(SHORT EXERCISE 1) Repeat word for word the passage of the pull request below from "Fix MRotaryEmbedding's get_input_positions" up to and including "torch.cat(llm_pos_ids_list, dim=1).reshape(3, -1)".

(QUOTED PASSAGE)
'''
[Bugfix] Fix M-RoPE position calculation when chunked prefill is enabled #10388

imkero · 2024-11-16T10:21:01Z

Fix MRotaryEmbedding's get_input_positions when chunked prefill is enabled.

It only slice at the left-hand side of generated llm_positions currently (forgetting the right-hand side). This PR add right-hand slice position in it to support chunked prefill.

vllm/vllm/model_executor/layers/rotary_embedding.py

Lines 923 to 928 in 1d75472

    
           llm_positions = torch.cat(llm_pos_ids_list, dim=1).reshape(3, -1) 
        
           llm_positions = llm_positions[:, context_len:] 
        
           mrope_position_delta = (llm_positions.max() + 1 - 
        
                                   len(input_tokens)).item() 
        
           return llm_positions.tolist(), mrope_position_delta

Explanation

To make it more clear, here is an example with following configuration:

assume a len=40 prompt
enable_chunked_prefill=True, and max_num_batched_tokens=32

add some log in model_runner.py::ModelInputForGPUBuilder::build near

vllm/vllm/worker/model_runner.py

Lines 952 to 957 in 1d75472

    
           return self.model_input_cls( 
        
               input_tokens=input_tokens_tensor, 
        
               input_positions=input_positions_tensor, 
        
               attn_metadata=attn_metadata, 
        
               seq_lens=seq_lens, 
        
               query_lens=query_lens,

Result:

step

before this fix

after this fix

1^st prefill chunk

context_lens: [0]
query_lens: [32]
seq_lens: [32]
input_tokens_lens: [40]
mrope_input_positions: torch.Size([3, 40])

context_lens: [0]
query_lens: [32]
seq_lens: [32]
input_tokens_lens: [40]
mrope_input_positions: torch.Size([3, 32])

2^nd prefill chunk

broken in prev step

context_lens: [32]
query_lens: [8]
seq_lens: [40]
input_tokens_lens: [40]
mrope_input_positions: torch.Size([3, 8])
'''
(SHORT EXERCISE 2) Reproduce verbatim the lines of the listing below, from the line with "Objective — one marker per instance of the man" up to and including the final line of the listing.

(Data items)
'''
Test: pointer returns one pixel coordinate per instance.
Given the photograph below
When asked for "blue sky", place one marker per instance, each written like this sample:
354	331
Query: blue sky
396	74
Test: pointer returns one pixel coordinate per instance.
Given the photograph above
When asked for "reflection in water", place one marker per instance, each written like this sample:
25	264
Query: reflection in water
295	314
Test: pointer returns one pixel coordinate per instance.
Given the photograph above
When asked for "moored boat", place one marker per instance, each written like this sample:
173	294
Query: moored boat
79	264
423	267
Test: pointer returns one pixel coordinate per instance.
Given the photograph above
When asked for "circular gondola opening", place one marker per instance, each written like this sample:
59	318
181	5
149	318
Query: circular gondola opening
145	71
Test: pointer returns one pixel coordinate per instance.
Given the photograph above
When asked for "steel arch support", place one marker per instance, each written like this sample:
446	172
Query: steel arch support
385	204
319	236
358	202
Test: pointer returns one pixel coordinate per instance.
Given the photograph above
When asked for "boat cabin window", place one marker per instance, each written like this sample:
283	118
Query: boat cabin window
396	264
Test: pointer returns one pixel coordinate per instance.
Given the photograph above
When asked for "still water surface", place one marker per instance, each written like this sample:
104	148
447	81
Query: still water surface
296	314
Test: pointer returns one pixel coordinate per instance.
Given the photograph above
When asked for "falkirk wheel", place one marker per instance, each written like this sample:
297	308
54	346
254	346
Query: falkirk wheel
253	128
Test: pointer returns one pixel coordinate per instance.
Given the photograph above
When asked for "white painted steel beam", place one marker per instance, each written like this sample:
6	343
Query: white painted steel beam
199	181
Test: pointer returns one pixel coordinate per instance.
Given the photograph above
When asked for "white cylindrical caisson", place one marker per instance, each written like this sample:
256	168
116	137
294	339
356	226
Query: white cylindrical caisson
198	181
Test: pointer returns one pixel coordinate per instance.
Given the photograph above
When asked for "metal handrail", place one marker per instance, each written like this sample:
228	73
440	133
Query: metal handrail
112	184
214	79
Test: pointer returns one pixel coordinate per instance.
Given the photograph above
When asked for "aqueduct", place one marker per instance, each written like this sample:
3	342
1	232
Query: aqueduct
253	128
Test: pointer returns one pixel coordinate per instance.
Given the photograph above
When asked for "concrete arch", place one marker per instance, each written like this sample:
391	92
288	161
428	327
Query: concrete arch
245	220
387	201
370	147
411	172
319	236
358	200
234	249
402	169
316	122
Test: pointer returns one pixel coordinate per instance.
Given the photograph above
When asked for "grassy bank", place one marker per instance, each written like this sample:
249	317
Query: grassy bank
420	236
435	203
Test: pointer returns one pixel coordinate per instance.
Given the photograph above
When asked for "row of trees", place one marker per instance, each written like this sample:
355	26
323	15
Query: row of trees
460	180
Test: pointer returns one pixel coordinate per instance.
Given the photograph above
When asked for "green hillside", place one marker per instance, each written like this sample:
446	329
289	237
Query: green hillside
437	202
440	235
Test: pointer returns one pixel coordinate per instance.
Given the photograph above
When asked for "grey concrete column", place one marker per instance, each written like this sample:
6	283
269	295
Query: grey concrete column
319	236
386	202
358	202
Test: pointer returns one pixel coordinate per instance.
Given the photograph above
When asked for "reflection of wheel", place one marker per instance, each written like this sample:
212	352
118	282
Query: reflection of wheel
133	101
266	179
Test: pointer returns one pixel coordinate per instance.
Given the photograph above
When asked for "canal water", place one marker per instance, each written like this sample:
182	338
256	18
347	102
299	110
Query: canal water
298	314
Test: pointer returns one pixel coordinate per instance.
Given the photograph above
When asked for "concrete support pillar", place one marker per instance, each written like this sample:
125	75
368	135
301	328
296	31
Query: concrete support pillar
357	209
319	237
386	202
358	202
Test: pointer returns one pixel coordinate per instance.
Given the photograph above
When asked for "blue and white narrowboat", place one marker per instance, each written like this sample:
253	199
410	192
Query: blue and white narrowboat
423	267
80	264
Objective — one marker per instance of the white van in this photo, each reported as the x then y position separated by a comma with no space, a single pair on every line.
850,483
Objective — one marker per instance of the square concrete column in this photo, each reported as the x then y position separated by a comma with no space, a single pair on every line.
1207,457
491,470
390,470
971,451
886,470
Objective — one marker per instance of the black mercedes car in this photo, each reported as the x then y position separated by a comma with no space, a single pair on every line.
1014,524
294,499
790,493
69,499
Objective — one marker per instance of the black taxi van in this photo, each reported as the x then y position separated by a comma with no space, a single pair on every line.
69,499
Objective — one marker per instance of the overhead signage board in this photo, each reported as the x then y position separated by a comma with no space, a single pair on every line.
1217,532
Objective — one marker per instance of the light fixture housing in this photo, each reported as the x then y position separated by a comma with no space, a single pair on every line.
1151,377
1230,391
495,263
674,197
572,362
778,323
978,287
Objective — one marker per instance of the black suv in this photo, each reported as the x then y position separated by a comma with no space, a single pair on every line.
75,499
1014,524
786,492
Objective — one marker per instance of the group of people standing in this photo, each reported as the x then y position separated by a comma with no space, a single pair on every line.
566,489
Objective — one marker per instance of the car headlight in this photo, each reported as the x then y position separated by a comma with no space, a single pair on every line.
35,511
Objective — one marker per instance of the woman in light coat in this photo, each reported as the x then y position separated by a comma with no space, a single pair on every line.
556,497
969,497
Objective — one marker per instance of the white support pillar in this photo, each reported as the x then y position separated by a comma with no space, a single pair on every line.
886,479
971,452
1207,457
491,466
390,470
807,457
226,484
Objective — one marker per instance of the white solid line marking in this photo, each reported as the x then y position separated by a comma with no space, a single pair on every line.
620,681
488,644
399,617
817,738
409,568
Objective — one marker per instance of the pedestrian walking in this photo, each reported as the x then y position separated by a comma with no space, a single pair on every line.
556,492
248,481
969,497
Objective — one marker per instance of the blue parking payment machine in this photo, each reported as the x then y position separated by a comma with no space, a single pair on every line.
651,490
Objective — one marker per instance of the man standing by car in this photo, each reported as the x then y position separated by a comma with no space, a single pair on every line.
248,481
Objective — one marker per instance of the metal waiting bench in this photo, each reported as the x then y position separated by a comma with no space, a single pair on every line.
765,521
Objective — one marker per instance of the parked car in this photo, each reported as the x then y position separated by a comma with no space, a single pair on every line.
'''
(EXERCISE OUTPUT 1)
Fix MRotaryEmbedding's get_input_positions when chunked prefill is enabled.

It only slice at the left-hand side of generated llm_positions currently (forgetting the right-hand side). This PR add right-hand slice position in it to support chunked prefill.

vllm/vllm/model_executor/layers/rotary_embedding.py

Lines 923 to 928 in 1d75472

    
           llm_positions = torch.cat(llm_pos_ids_list, dim=1).reshape(3, -1)

(EXERCISE OUTPUT 2)
Objective — one marker per instance of the man standing by car in this photo, each reported as the x then y position separated by a comma with no space, a single pair on every line.
248,481
Objective — one marker per instance of the metal waiting bench in this photo, each reported as the x then y position separated by a comma with no space, a single pair on every line.
765,521
Objective — one marker per instance of the parked car in this photo, each reported as the x then y position separated by a comma with no space, a single pair on every line.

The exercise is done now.